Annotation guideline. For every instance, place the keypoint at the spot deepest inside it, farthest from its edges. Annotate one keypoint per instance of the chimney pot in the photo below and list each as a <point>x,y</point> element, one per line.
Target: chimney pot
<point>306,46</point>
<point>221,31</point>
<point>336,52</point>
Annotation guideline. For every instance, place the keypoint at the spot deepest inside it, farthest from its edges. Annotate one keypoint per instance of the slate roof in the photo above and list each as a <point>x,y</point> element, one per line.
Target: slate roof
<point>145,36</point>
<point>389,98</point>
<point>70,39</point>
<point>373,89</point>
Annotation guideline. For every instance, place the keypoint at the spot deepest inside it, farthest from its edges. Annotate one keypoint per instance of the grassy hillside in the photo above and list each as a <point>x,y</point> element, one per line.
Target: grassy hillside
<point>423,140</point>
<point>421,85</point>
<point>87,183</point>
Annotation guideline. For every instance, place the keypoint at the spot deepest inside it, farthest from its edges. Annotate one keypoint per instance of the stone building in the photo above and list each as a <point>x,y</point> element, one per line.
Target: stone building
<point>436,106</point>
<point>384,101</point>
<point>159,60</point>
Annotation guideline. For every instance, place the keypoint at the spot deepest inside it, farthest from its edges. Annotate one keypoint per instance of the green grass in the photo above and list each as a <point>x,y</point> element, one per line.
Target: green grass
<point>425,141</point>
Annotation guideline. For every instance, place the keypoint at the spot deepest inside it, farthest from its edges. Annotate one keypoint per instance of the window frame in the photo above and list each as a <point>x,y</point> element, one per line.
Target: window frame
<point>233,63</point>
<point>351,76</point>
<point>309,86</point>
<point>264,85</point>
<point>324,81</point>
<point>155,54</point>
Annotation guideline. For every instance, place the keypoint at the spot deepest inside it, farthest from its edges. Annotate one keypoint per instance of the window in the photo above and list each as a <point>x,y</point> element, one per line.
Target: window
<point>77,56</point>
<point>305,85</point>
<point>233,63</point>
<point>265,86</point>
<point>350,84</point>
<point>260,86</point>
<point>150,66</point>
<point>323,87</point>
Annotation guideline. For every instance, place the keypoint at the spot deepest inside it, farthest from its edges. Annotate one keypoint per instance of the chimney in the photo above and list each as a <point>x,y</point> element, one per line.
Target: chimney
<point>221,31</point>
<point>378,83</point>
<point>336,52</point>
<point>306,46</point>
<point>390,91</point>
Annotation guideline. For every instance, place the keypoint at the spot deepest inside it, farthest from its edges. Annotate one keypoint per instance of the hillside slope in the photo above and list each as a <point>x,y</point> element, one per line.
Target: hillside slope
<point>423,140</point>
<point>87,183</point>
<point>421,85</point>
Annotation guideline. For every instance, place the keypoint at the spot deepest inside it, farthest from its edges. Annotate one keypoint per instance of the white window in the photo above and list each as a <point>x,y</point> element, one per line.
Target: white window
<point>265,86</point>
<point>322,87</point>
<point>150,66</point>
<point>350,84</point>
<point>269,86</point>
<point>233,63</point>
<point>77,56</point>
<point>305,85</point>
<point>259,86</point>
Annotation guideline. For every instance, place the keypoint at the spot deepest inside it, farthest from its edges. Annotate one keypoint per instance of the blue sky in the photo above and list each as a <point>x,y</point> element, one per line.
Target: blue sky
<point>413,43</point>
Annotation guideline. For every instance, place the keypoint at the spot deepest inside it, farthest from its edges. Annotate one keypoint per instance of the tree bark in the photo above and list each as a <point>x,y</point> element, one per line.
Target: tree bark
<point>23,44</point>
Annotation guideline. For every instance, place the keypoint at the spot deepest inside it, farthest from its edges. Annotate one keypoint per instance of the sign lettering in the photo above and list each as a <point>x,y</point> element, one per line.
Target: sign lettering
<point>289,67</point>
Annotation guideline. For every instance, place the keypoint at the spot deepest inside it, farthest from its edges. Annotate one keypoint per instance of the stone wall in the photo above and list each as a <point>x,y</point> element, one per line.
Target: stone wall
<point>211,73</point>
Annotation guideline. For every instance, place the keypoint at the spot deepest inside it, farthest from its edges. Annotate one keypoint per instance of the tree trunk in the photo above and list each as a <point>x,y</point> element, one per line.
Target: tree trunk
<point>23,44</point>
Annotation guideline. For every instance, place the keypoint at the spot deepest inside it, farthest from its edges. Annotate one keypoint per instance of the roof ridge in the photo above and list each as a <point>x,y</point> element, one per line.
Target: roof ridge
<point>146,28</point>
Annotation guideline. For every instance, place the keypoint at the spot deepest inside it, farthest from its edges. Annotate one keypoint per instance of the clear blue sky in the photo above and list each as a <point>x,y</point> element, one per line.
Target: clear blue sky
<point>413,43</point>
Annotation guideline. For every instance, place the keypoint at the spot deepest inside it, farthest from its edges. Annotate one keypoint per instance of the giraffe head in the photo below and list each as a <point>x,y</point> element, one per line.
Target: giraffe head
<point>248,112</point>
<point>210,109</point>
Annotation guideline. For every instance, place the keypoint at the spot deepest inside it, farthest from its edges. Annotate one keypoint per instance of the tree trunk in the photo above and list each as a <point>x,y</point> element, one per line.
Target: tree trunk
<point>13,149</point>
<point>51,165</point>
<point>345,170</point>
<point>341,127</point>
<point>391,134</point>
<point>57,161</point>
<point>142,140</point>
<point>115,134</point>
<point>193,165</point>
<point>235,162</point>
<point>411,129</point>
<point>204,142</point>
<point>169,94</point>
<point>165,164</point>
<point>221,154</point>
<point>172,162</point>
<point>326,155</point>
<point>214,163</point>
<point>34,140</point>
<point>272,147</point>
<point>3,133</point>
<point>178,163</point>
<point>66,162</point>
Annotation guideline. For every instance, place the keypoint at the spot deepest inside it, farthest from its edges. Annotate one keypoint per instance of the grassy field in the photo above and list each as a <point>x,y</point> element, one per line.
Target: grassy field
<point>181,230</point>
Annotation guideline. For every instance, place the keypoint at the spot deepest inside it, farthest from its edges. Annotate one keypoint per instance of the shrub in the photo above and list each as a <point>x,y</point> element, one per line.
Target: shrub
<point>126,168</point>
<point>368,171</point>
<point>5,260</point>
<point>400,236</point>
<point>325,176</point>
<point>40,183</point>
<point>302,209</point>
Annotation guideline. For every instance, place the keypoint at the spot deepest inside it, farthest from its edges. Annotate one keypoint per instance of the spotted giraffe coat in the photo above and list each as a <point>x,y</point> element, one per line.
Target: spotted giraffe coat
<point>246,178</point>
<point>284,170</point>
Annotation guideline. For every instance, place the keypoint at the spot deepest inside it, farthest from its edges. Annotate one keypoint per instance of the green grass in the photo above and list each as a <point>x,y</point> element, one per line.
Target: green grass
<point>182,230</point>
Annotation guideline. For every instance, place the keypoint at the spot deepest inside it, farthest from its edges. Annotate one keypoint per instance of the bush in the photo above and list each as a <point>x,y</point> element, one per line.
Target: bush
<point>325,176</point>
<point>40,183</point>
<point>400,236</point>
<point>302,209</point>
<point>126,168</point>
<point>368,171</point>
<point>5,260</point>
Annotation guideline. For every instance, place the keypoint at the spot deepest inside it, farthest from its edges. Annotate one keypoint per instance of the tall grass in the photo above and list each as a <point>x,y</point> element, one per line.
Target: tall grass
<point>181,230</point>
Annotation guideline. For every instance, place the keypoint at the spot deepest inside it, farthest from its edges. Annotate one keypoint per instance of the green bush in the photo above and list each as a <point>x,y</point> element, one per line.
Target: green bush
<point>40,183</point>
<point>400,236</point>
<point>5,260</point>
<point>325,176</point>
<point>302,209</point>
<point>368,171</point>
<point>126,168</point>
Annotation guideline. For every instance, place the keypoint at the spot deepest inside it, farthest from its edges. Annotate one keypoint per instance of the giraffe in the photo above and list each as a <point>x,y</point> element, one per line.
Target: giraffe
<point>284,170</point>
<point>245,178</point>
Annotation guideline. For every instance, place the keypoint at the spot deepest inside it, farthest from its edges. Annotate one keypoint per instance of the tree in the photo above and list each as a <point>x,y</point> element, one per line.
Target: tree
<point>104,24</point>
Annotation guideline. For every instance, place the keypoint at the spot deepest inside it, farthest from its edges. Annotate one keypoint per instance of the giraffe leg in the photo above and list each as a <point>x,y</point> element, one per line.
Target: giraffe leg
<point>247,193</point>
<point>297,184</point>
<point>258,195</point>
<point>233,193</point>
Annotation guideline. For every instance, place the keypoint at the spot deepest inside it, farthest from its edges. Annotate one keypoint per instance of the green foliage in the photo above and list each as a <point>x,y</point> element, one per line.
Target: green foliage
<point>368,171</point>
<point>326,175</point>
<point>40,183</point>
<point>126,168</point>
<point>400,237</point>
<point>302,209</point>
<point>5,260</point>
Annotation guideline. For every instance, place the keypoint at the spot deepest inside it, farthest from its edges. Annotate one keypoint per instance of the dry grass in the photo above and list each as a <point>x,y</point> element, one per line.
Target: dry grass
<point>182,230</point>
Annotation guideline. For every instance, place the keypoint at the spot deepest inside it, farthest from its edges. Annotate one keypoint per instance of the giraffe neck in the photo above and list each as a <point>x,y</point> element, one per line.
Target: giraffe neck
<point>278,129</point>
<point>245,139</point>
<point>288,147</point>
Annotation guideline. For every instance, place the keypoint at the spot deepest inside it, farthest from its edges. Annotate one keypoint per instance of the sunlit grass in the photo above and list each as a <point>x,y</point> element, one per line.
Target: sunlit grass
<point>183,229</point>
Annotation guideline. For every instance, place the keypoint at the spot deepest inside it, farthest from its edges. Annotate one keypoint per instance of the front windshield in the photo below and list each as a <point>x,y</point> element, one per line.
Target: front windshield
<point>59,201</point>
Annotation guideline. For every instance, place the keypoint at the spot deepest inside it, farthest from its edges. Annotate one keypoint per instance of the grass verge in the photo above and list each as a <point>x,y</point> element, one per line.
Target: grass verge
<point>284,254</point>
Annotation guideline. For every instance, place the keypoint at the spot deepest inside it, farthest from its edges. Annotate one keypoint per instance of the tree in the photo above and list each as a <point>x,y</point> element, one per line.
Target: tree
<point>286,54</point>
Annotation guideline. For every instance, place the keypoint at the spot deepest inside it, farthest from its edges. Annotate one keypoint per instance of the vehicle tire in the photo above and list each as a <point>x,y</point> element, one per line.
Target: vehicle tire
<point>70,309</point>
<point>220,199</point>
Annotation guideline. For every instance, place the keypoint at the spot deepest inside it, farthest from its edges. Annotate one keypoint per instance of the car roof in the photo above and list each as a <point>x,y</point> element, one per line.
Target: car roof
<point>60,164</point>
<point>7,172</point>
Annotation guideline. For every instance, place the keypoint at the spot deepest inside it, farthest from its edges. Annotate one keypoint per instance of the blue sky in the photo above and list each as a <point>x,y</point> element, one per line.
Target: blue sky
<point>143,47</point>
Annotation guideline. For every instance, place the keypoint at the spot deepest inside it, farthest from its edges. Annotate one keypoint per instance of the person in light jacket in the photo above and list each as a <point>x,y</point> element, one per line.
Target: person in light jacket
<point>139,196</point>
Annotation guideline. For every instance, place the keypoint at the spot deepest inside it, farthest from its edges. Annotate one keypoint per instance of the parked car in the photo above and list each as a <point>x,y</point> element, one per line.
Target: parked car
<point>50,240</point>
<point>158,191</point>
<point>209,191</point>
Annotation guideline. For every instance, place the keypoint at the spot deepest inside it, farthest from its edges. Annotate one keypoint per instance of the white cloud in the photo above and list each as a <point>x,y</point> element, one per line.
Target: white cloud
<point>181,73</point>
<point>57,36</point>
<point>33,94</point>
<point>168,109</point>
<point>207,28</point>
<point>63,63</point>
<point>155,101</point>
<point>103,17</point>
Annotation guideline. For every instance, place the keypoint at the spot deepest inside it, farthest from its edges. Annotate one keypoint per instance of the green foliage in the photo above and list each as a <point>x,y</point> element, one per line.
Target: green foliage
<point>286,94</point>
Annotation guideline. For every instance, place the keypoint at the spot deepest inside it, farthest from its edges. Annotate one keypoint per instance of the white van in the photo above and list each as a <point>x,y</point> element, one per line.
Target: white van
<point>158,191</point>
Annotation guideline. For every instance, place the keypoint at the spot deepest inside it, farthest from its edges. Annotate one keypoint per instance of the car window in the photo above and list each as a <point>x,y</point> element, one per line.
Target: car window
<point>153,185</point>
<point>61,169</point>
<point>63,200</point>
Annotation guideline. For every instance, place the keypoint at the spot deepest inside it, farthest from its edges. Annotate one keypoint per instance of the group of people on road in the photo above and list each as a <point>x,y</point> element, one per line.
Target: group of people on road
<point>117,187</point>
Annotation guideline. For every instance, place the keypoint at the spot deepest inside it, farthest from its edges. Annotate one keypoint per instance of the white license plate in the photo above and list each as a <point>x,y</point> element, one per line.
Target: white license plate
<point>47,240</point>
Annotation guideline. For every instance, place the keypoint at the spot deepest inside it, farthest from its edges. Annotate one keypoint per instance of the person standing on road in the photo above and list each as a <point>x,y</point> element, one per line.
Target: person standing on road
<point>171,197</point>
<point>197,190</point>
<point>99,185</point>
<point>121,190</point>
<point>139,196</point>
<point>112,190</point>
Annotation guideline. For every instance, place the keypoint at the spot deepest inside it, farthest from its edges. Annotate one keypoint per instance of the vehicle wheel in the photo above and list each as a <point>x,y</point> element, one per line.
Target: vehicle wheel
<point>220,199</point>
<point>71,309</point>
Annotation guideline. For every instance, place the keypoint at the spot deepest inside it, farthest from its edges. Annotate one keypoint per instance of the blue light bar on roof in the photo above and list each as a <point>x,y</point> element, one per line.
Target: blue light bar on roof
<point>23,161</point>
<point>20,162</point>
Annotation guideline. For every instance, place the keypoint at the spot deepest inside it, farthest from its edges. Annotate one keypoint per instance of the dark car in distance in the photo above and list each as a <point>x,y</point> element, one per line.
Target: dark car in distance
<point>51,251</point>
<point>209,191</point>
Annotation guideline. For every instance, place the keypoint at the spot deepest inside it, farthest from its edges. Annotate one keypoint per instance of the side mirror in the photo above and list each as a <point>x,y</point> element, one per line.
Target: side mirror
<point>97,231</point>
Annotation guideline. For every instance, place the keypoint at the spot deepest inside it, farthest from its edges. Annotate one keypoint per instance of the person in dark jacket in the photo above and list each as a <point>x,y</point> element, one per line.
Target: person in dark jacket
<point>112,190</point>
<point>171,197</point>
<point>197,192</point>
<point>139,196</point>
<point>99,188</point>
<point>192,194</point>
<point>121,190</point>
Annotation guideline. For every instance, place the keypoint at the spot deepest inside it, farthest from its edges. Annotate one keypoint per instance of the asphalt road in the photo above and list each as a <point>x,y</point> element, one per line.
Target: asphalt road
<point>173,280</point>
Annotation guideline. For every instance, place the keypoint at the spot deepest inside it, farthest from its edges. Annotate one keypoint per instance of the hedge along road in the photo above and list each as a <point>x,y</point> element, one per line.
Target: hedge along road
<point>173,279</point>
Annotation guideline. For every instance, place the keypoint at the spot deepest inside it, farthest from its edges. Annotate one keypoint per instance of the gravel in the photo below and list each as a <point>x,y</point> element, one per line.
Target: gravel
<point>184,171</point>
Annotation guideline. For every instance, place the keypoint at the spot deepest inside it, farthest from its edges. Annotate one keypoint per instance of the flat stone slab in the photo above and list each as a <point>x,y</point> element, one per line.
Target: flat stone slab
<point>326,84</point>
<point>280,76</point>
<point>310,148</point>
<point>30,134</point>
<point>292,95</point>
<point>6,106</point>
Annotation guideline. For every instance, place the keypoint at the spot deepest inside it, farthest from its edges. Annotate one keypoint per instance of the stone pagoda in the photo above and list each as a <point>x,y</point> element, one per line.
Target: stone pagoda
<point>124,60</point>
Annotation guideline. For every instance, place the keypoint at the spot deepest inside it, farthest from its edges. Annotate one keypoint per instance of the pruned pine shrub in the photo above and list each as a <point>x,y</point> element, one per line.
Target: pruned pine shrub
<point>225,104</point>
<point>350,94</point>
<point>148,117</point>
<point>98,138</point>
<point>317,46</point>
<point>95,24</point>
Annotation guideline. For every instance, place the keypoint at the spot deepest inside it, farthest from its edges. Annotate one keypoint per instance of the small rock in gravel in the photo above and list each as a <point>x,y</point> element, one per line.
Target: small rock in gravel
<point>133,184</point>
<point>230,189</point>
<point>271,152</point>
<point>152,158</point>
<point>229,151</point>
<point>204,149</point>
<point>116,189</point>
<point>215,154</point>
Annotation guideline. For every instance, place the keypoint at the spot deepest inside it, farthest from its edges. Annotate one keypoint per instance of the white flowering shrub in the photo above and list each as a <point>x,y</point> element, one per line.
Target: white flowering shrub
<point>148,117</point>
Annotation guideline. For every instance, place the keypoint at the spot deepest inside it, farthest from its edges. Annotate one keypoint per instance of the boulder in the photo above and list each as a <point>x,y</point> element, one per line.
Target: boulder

※

## Work required
Begin with the line that contains "the stone pagoda" and quote each line after it exactly, stopping after the last line of the data.

## Output for this task
Annotation guideline. For every instance, place the keypoint at the spot deepest inside it, farthest from its edges. Annotate one keypoint per instance of the stone pagoda in the photo above and list each as a <point>x,y</point> element, one per line.
Target: stone pagoda
<point>124,60</point>
Annotation guideline. For every instance, place the keypoint at the spot deepest inside it, farthest from its edges. Annotate one keypoint per instance of the pruned pine shrub in the photo above and list each as a <point>x,y</point> element, one per line.
Target: pruned pine shrub
<point>225,104</point>
<point>350,94</point>
<point>148,117</point>
<point>98,138</point>
<point>317,46</point>
<point>95,24</point>
Annotation guideline. For every instance, place the keypoint at the spot deepest inside it, farthest from its edges. Annotate one keypoint per instance of the small rock in gravel in the photo above and list each as a <point>x,y</point> element, one per line.
Target: small rock in gravel
<point>133,184</point>
<point>230,189</point>
<point>271,152</point>
<point>152,158</point>
<point>229,151</point>
<point>204,149</point>
<point>116,189</point>
<point>215,154</point>
Annotation guideline. For every instance, place the keypoint at the spot deepest inside it, farthest from its edges. Annotate one keypoint per instance of the white flowering shrub in the photo above and list each as a <point>x,y</point> element, one per line.
Target: white flowering shrub
<point>148,117</point>
Annotation guideline. For every instance, place the keypoint at the spot deepest inside it, farthest from its edges. Annotate one keypoint per instance of the boulder in the photo above and list each as a <point>x,y</point> element, one per line.
Target: boulder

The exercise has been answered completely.